Your tasks:
1) Write out the part of the post below on the NUCLEAR disclaimer from "Applicant contended that" to "health care services.".
2) Translate this sentence from the post below on the NUCLEAR disclaimer into Spanish: "Because applicant services do not involve nuclear medicine, the Examining Attorney argued, the term "nuclear" is deceptively misdescriptive of the services."

Wednesday, March 19, 2014

TTAB Says "NUCLEAR" Deceptively Misdescriptive of Health Care Services, Must Be Disclaimed

The Board affirmed a refusal to register the mark shown immediately below [CARE PARTNERS and the White-Cross-within-Heart design disclaimed], for "health care" and various related services on the ground that Applicant failed to comply with the Examining Attorney's requirement that NUCLEAR be disclaimed because it is deceptively misdescriptive of the services under Section 2(e)(1). In re Nuclear Care Partners, LLC, Serial No. 85578775 (March 7, 2014) [not precedential].


Examining Attorney William T. Verhosek maintained that "nuclear care" will be perceived as a reference to "nuclear medicine," a field in which imaging devices and radioactive biochemical compounds are used to diagnose and treat diseases. Because applicant services do not involve nuclear medicine, the Examining Attorney argued, the term "nuclear" is deceptively misdescriptive of the services.

Applicant contended that it offers home health nursing agency services exclusively to former workers in the nuclear weapon and energy fields who qualify for no-cost in-home medical benefits because of work-related illnesses. In addition, "nuclear" plays on a reference to "nuclear" families as a place where applicant's nurses provide in-home health care services.

Collected data:
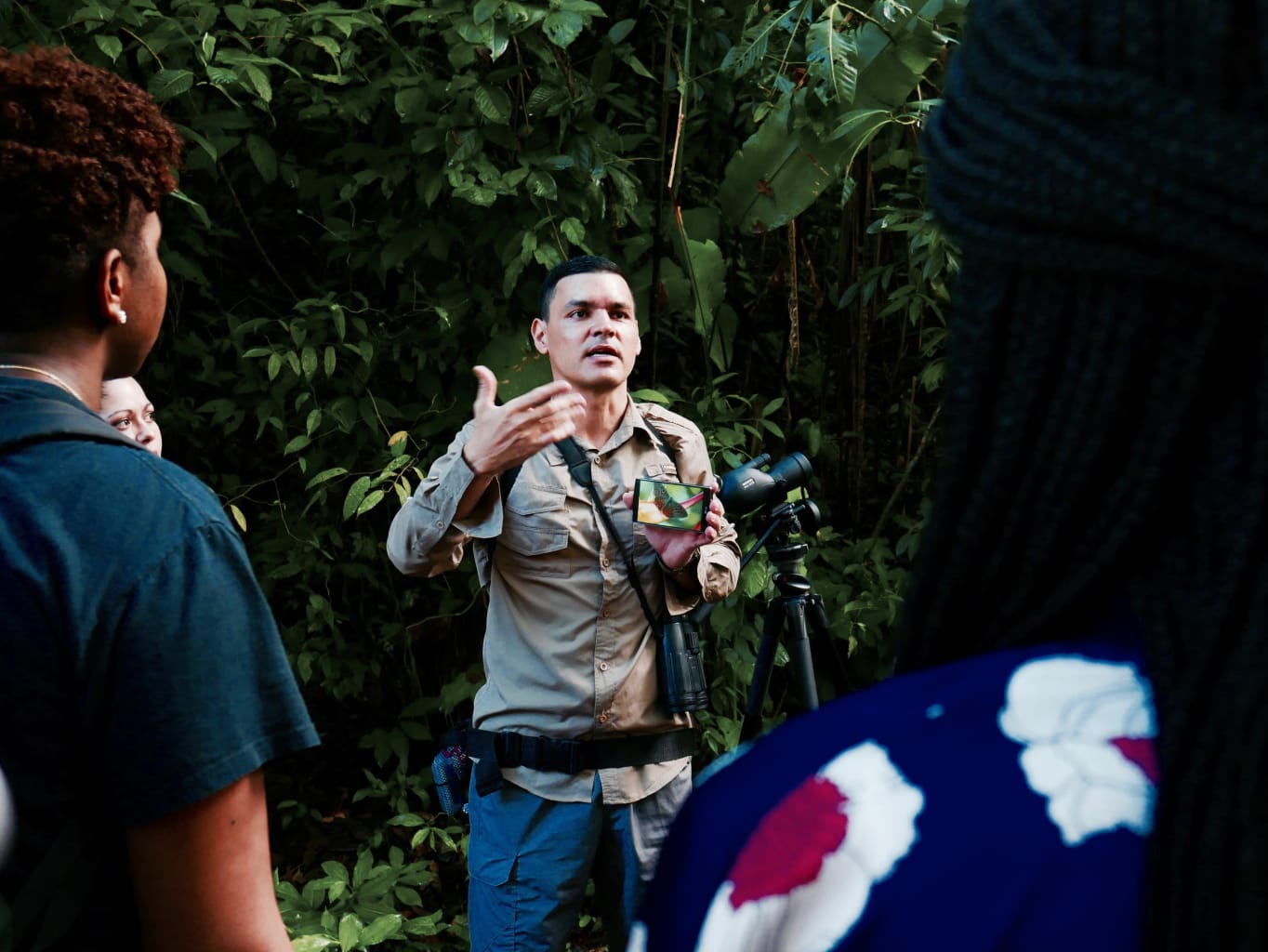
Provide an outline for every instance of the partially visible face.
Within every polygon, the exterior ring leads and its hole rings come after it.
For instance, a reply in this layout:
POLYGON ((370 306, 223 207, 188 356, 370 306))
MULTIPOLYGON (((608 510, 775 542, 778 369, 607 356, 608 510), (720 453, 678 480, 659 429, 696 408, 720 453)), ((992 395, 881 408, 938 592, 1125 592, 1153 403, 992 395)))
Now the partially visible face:
POLYGON ((533 322, 533 341, 550 359, 554 379, 591 393, 625 385, 643 341, 624 278, 609 271, 568 275, 555 285, 548 313, 549 321, 533 322))
POLYGON ((101 418, 156 456, 162 455, 162 432, 155 420, 155 406, 131 376, 101 384, 101 418))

Responses by task:
1)
Applicant contended that it offers home health nursing agency services exclusively to former workers in the nuclear weapon and energy fields who qualify for no-cost in-home medical benefits because of work-related illnesses. In addition, "nuclear" plays on a reference to "nuclear" families as a place where applicant's nurses provide in-home health care services.

2) Dado que los servicios del solicitante no implican medicina nuclear, argumentó el abogado examinador, el término «nuclear» describe de manera engañosamente errónea los servicios.